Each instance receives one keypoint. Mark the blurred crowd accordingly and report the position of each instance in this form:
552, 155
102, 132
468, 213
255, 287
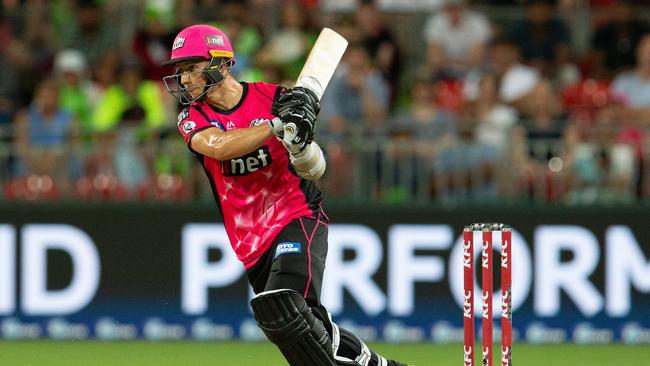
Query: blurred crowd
450, 105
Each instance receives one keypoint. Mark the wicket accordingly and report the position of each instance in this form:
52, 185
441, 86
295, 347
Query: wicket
486, 278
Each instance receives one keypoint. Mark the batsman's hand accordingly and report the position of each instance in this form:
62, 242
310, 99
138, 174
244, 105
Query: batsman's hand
297, 108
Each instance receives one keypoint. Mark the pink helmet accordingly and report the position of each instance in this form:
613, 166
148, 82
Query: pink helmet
198, 42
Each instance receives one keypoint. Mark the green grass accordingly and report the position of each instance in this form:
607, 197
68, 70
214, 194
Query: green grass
86, 353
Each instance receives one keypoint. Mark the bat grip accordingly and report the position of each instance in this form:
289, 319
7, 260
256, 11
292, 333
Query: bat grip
289, 132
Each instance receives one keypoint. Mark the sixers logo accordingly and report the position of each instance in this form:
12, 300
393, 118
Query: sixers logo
214, 40
181, 116
178, 43
188, 126
259, 121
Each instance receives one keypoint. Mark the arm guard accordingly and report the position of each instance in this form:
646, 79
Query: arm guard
310, 162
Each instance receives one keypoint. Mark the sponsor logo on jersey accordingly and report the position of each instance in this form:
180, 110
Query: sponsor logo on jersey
247, 164
259, 121
188, 126
181, 116
216, 123
287, 247
178, 43
214, 40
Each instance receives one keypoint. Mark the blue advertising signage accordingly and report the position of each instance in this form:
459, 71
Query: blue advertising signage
167, 272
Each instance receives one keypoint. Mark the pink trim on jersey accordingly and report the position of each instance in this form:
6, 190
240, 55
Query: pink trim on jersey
309, 239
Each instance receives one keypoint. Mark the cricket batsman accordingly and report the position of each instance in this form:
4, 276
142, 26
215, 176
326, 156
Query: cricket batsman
265, 190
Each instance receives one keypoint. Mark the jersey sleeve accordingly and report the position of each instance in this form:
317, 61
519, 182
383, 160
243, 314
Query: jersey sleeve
191, 121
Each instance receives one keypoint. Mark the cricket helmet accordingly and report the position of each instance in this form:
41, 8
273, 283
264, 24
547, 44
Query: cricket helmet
199, 42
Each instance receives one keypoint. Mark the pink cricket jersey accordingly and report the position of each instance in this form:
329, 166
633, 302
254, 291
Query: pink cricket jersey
259, 193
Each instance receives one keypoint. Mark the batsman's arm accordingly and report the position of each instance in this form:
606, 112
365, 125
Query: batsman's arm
309, 162
215, 143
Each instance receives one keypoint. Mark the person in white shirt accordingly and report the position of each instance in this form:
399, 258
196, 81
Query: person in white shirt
456, 38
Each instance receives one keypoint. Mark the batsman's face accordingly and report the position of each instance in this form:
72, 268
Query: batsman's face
191, 76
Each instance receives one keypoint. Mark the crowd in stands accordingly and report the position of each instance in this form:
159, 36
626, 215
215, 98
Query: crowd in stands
451, 105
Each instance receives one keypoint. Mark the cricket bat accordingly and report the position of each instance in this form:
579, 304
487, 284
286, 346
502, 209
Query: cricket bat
319, 68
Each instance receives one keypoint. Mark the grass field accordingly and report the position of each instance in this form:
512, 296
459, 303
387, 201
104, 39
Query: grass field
45, 353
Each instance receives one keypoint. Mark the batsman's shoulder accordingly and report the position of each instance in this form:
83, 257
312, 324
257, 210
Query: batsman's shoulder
183, 115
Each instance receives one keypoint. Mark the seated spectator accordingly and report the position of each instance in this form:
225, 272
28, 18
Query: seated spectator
380, 43
90, 29
15, 79
43, 132
456, 39
615, 42
419, 132
357, 97
288, 46
130, 99
245, 38
543, 40
151, 45
517, 81
492, 119
78, 94
633, 87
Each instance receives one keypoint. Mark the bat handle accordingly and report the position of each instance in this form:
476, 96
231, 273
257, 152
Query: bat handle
289, 132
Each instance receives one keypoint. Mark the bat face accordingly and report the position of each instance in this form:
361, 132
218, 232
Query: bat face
322, 61
319, 68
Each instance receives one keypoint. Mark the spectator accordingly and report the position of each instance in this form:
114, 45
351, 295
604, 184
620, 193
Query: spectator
633, 87
15, 85
289, 45
90, 30
131, 99
456, 39
517, 80
151, 46
43, 132
615, 42
78, 94
419, 133
492, 119
245, 37
380, 44
357, 95
543, 40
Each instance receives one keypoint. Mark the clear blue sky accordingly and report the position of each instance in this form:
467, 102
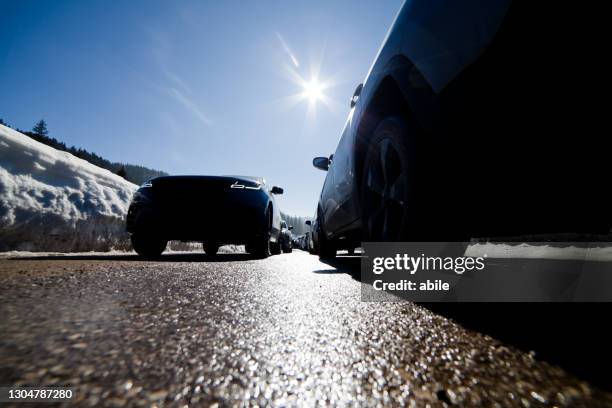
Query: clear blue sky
192, 87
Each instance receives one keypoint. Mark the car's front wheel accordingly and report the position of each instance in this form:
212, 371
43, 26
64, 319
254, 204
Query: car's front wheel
385, 183
148, 246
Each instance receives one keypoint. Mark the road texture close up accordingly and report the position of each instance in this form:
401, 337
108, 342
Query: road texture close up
287, 330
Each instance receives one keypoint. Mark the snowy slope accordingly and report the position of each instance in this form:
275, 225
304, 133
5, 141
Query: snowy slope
53, 201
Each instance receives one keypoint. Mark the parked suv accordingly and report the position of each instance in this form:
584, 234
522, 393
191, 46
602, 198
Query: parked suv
209, 209
475, 119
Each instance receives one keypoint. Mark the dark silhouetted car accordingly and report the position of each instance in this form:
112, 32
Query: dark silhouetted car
476, 119
285, 238
213, 210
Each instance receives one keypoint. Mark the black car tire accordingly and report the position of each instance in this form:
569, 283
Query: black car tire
327, 249
275, 248
210, 248
262, 247
385, 183
148, 246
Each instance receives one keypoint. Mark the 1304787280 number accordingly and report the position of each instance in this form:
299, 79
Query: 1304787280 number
8, 394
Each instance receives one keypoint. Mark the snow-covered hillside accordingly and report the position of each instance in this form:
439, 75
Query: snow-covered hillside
53, 201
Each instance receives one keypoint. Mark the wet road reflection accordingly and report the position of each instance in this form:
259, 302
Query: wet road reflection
286, 330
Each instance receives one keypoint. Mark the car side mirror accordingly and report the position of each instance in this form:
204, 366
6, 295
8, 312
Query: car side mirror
321, 163
356, 95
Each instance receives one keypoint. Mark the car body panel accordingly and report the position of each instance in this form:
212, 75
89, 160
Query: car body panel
475, 74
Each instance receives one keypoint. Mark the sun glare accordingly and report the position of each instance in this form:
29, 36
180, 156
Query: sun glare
313, 90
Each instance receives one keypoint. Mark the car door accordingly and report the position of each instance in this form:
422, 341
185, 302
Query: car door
343, 181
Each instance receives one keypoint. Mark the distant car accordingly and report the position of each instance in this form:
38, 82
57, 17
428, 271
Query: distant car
475, 120
213, 210
285, 237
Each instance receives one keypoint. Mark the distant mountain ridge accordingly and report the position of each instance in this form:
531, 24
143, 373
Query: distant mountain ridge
133, 173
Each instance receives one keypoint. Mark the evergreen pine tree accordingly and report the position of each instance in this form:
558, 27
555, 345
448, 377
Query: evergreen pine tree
40, 128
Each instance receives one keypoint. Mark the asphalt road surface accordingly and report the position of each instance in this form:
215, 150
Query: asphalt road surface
287, 330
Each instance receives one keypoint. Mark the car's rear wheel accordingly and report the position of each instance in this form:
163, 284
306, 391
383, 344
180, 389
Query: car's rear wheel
210, 248
261, 247
275, 248
385, 183
148, 246
327, 248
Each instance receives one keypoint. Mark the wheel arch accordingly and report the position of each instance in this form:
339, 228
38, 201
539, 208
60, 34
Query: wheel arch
403, 92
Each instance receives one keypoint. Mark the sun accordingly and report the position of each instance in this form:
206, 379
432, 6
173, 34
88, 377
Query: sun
313, 90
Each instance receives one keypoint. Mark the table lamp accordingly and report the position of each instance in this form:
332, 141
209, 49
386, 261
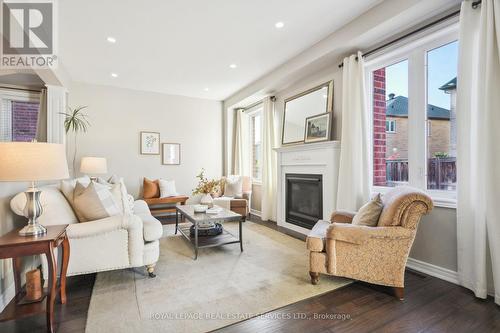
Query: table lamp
93, 166
31, 162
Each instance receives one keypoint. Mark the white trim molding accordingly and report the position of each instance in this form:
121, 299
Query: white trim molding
433, 270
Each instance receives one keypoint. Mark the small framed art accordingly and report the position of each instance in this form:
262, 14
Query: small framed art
171, 153
150, 143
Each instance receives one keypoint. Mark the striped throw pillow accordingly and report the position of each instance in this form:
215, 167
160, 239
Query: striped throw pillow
94, 202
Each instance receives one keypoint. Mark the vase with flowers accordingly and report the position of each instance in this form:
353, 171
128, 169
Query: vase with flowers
207, 188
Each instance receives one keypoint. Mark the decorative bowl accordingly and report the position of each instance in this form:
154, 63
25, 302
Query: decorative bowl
200, 208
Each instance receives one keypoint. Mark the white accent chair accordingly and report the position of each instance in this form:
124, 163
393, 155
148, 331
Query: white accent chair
116, 242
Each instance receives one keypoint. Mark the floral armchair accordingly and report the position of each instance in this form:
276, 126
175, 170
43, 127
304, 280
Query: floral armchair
372, 254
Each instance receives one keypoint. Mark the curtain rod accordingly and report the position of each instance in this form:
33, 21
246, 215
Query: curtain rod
22, 89
475, 4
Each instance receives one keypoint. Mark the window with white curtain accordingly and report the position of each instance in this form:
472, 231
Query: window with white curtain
415, 85
18, 115
255, 118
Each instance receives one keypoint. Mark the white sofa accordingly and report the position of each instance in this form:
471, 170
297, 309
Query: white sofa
116, 242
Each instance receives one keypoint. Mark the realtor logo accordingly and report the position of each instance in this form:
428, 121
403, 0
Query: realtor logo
28, 34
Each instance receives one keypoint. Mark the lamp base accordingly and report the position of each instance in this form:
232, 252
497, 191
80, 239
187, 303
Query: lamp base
32, 211
33, 230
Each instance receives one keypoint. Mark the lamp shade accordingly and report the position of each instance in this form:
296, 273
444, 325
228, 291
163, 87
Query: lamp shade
93, 165
32, 161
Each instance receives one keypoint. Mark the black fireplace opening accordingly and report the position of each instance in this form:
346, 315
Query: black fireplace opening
304, 199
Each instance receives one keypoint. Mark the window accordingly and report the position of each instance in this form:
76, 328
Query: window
390, 126
415, 86
18, 115
255, 114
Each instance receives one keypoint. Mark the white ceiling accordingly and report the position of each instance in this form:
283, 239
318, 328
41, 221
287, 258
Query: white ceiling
182, 47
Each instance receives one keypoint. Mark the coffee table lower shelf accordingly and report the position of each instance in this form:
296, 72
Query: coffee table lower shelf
224, 238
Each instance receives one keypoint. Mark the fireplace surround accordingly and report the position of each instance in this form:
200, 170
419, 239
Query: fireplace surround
304, 160
304, 199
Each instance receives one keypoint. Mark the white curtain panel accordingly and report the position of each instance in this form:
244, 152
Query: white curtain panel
478, 154
354, 171
242, 153
41, 126
269, 163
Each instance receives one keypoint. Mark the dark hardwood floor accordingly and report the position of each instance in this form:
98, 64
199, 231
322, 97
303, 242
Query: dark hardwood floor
430, 305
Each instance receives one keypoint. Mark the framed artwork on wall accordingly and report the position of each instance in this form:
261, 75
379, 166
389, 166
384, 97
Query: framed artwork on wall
150, 143
171, 154
318, 128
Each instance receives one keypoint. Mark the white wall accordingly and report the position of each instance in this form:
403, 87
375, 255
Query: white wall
118, 115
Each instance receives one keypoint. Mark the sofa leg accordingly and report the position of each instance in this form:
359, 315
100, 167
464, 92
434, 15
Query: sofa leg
314, 277
399, 292
151, 270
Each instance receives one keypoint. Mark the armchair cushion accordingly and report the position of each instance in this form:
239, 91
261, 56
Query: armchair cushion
369, 213
342, 216
315, 241
397, 201
359, 234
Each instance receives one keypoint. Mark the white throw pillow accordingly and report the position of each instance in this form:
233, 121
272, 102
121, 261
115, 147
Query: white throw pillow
233, 187
94, 202
119, 191
167, 188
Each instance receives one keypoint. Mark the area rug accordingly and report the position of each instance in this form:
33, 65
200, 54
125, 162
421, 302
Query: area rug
221, 287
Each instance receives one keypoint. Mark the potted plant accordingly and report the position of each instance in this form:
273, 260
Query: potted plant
75, 121
207, 188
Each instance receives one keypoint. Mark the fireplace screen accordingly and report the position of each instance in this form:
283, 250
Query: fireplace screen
304, 199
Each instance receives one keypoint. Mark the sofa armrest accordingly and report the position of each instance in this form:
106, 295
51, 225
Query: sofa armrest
358, 234
97, 227
342, 216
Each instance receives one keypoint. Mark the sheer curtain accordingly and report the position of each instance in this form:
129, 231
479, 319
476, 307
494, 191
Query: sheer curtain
242, 153
41, 126
354, 170
269, 164
478, 158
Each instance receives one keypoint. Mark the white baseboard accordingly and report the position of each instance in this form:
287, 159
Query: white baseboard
7, 296
255, 212
433, 270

DO THIS
Write out, word for word, every line from the one containing "Each instance receives one keypoint. Mark the armchair" through the last line of the records above.

SOLUTION BELOW
Each instance receives one keypoint. Mark the armchair cushion accordingly and report the position of each instance in this form:
239, 91
261, 56
Query: armchair cushion
369, 213
342, 216
315, 241
397, 201
359, 234
Each instance receives one keypoint. Mark the white throw pillow accordingly and report the position of each instance in this form:
233, 121
272, 102
121, 261
115, 147
Query: white throw pillow
233, 187
94, 202
119, 191
167, 188
Each instance receives one keypoint. Mark the area rug accordingly and report the position of each instance in this form:
33, 65
200, 54
125, 162
421, 302
Query: area rug
221, 287
Each instance receives one keypoint. Mark the potted plant accordingly and report the position of each instance in this form:
273, 260
Query: potted plant
75, 121
207, 188
Each instance receives one keypoint. Mark the fireplace screen accordingly and report the position of each instance in this form:
283, 250
Query: fireplace screen
304, 199
Each instance receives one keypoint. Mark the sofa armrest accordingly and report the position of each instance in this form:
106, 295
51, 225
Query: sofa armrest
358, 234
97, 227
342, 216
Each instance receives one keypoint. Mark the sheer curtain accordingly and report the position of each instance in this form:
129, 231
479, 319
476, 307
494, 191
Query: sheer curtain
242, 153
41, 126
354, 170
269, 164
478, 158
Each instance receives one keypoint. Mark the white baseboard accordingly and report the position of each instance in this form:
287, 159
Query: white baseboard
7, 296
255, 212
433, 270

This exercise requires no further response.